* _To do_
A. In the forum thread about Calvin on reprobation, translate this sentence into Spanish: "I've come across a section in Calvin's Malachi commentary that I'm having trouble understanding."
B. According to the forum thread about Calvin on reprobation, which of Calvin's commentaries contains the paragraph that the first poster finds confusing?
C. Go on with the forum thread about Calvin on reprobation, starting right after its final sentence.

# Calvin on Reprobation - Inconsistent?



## CharlieJ (Jul 10, 2011)

I've come across a section in Calvin's Malachi commentary that I'm having trouble understanding. It seems that Calvin switches from an infralapsarian to a supralapsarian logic midstream. 

Here is the original blog-post that drew my attention: Der Evangelische Theologe: Reading Scripture with John Calvin: Malachi 1.2-6

Here is a link to the whole lecture by Calvin: .


Here is the confusing paragraph:

As to reprobation, the *cause of it is sufficiently
manifest in the fall of Adam*, for, as we have said, we
all fell with him. It must still be observed, that the
election of God is anterior to Adam's fall; and that
hence all we who are rescued from the common ruin have
been chosen in Christ before the creation of the world,
but that others justly perish *though they had not been
lost in Adam*; because God appointed Christ the head of
his Church, in order that we might be saved in him, not
all, but those who have been chosen. 


How do we reconcile that the "cause" of reprobation is "sufficiently manifest in the fall of Adam" and that "others justly perish though they had not been lost in Adam"? I'm completely befuddled by that last statement. After all, "chosen before the creation of the world" is not necessarily supralapsarian, but with the addition of the later text it certainly sounds like it.


----------



## Andres (Jul 10, 2011)

I think that hurts my head before church. Have a blessed Lord's Day!


----------



## Notthemama1984 (Jul 10, 2011)




----------



## Contra_Mundum (Jul 10, 2011)

I see what you're getting at, Charlie, and I think the answer must lie in an equivocation (perhaps intentional) on the meaning or idea of "cause" in that section.

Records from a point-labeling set
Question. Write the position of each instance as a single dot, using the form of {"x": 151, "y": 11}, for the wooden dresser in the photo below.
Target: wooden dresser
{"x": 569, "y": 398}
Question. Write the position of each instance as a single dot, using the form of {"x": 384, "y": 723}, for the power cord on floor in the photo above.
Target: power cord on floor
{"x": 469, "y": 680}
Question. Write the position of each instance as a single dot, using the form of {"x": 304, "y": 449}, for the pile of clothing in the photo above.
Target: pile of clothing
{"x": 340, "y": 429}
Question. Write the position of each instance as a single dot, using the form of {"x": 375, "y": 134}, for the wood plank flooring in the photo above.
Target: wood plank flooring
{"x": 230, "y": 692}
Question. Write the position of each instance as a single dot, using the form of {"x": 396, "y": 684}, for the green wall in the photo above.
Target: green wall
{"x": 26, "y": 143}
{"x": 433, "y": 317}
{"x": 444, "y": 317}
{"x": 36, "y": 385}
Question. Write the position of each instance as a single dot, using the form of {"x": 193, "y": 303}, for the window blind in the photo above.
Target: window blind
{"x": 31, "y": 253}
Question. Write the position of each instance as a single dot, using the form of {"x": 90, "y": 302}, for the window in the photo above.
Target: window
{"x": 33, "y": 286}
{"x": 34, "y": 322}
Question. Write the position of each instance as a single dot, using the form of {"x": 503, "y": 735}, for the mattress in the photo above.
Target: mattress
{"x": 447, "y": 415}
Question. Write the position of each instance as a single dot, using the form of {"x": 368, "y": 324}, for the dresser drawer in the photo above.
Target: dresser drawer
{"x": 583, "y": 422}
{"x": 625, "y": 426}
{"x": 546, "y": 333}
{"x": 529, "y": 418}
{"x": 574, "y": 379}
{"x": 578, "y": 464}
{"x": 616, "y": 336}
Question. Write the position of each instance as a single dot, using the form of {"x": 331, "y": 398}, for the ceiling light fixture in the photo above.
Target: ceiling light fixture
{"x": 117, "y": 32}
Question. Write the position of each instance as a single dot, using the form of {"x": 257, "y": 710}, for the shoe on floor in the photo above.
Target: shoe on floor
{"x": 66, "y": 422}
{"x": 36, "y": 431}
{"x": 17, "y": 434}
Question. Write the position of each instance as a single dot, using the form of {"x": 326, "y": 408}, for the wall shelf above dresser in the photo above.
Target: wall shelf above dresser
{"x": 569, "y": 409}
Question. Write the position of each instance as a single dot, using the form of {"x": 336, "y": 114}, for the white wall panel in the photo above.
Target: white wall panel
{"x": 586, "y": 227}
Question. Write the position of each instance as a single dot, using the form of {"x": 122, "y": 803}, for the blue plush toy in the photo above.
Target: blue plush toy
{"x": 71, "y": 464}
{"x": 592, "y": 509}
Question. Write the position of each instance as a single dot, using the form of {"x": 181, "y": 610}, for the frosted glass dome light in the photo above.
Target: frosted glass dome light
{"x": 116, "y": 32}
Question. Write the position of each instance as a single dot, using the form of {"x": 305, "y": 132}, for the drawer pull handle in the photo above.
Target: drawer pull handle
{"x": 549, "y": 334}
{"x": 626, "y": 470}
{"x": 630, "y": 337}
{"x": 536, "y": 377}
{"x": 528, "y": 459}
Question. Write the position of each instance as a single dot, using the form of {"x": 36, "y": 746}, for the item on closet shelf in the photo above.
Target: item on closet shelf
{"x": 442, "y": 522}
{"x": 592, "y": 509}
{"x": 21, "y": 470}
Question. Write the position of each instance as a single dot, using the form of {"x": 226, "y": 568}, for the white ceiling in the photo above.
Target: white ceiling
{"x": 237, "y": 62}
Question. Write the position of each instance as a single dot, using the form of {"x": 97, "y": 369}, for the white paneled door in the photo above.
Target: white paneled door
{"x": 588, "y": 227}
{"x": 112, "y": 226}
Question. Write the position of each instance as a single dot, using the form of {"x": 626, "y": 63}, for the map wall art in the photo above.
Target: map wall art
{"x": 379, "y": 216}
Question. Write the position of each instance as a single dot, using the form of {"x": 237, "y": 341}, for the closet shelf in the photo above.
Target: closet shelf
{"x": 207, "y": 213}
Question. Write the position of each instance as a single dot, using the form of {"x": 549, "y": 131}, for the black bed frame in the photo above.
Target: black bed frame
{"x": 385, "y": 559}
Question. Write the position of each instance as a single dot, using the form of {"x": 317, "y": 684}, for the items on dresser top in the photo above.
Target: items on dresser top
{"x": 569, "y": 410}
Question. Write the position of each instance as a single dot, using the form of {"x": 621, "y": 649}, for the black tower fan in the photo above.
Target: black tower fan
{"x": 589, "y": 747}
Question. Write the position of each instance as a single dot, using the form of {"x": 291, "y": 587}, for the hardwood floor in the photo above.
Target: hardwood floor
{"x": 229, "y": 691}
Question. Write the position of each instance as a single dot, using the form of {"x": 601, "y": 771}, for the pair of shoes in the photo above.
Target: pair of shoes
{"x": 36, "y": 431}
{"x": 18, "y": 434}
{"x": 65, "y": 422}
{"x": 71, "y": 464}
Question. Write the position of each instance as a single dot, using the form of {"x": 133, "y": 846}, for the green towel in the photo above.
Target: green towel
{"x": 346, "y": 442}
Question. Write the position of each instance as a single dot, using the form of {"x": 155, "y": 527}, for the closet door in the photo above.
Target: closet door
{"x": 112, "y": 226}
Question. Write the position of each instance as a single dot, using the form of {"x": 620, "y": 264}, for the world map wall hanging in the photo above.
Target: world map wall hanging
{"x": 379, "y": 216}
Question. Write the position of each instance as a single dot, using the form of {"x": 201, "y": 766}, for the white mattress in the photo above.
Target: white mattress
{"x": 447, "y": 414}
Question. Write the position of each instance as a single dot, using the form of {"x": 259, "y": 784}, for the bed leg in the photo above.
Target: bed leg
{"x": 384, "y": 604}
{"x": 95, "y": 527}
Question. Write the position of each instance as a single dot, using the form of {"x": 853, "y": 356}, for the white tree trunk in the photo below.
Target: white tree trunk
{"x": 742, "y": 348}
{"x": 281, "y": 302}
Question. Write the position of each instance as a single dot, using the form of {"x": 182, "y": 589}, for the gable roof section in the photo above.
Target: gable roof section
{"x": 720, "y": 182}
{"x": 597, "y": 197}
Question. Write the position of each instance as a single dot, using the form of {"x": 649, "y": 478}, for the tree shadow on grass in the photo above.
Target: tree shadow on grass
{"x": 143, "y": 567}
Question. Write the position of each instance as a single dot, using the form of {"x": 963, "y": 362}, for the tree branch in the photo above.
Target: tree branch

* _Solved problems_
A. Me he encontrado con una sección del comentario de Calvino sobre Malaquías que me cuesta entender.

B. Calvin's commentary on Malachi.

C.
In the first case, we have a cause that is "manifested" to human observation--this is the infra, the historical reckoning. We instinctively get the connection between Adam's fall and the reprobation of those who fall forever on account of that ruin. God passes over his opportunity to save this one or that, from a fallen race.

But Calvin is not willing to rest in that consideration, and rises to a consideration of election and reprobation that does not depend on any prior conditions (+/-) in the persons whatever. The reprobate are perishing "justly" (Calvin says) though historically they were not yet "lost in Adam." Even as the elect are appointed to a salvation/union with Christ that is independent of the historic process that establishes the need for salvation or the benefits of union unobtainable by other means.

This is "absolute predestination;" not that God has severed it from the historic consideration, but that whenever we consider absolute predestination, we discover just how much is left of our lack of utter humility and abasement before a God that has _this kind of right_ over his creature. No back-talk, or reconsideration of his goodness and justice is permitted. The question is: will we accept that the Lord alone is Judge, and right and good by definition. A perfectly subservient creature (and perfect in everything!) would, as Christ did, accept what seemed to a mere creature's perceptions like an unfathomable injustice. "Will not the Judge of all the earth do right?"

Job's example is probably the closest a sinful man can get to apprehending true submission to God's sovereignty. He deals with these very questions, he fights through to a resolution that will never satisfy the proud man, so confident of his judgments in law. Job has those judgments to begin with, and he sheds them by story's end. "Though he slay me, yet will I trust him." Who can say such a thing?


Perhaps, somewhat like Luther (though clearly different as well), Calvin wants to anchor our consideration of predestination not in the secrets of God's absolute decree, but in the concrete and historical. The infralapsarian description removes one more obstacle that the proud man raises to the notion of God's sovereignty, by showing that election can be understood as God's first considering all men together as ill-deserving, yet exercising his right to grant or withhold mercy as he pleases. The supralapsarian position lets that obstacle (and all the others) stand when God is considered in his absolute position. Creatures have no claims whatever on their Creator. A hard pill to swallow.


----------



## MW (Jul 10, 2011)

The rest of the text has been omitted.